Source records =>

[START]

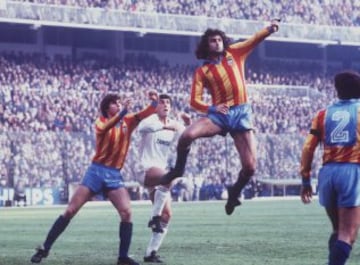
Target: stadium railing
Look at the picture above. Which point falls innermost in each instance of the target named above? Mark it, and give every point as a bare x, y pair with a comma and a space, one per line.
100, 18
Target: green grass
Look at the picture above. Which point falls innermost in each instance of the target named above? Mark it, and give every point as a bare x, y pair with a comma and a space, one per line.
258, 233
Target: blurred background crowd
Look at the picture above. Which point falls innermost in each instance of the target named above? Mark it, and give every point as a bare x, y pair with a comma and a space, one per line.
321, 12
48, 107
49, 100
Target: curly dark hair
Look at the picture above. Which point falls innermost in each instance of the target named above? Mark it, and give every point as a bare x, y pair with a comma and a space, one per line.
106, 101
202, 50
347, 84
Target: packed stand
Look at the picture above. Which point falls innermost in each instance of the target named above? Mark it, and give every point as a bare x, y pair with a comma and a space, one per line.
319, 12
48, 107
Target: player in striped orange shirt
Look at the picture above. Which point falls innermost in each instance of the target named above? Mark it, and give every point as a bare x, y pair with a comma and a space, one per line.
337, 128
113, 130
222, 74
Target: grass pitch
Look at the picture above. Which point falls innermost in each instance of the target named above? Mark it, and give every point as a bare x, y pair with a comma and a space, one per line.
271, 232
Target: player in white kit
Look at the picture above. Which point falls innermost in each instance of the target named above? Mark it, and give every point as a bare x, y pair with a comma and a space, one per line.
158, 134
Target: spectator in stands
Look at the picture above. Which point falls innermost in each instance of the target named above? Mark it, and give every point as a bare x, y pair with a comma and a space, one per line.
337, 128
113, 134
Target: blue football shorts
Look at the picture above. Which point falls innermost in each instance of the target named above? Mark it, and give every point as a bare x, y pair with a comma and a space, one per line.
339, 185
99, 178
238, 119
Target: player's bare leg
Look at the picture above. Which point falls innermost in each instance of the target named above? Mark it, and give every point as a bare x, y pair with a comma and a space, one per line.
246, 146
121, 200
159, 195
203, 127
158, 237
80, 197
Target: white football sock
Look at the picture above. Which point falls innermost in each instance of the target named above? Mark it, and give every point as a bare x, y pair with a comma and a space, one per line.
156, 239
161, 195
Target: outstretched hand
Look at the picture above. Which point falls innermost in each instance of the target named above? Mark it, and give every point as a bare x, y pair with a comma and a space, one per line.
127, 104
306, 194
186, 118
274, 24
153, 95
222, 108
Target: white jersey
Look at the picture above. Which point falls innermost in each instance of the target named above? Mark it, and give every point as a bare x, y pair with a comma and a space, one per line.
156, 142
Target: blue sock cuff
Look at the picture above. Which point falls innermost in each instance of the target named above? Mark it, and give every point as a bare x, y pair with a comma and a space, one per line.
344, 246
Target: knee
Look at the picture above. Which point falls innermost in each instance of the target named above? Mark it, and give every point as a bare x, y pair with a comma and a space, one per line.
166, 216
125, 215
248, 171
70, 212
186, 138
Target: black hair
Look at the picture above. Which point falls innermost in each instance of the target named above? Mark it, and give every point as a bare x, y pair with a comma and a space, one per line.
202, 50
106, 101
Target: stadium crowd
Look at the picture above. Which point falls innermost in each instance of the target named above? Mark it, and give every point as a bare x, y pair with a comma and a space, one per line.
319, 12
48, 106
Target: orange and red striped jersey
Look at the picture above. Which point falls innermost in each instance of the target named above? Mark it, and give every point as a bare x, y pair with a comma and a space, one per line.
224, 80
337, 128
113, 138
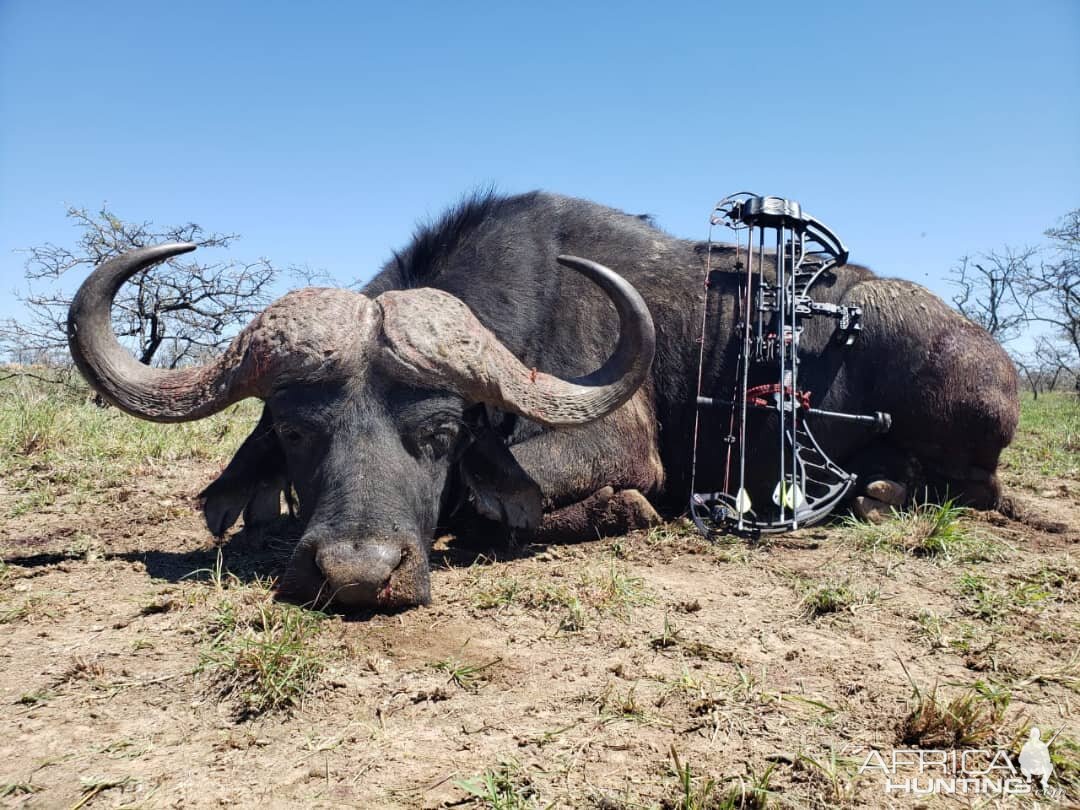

[END]

Instructions for the task => List every line of the source records above that contains the word "hair", copying each one in full.

Response =>
Target: curly dark hair
Target: black hair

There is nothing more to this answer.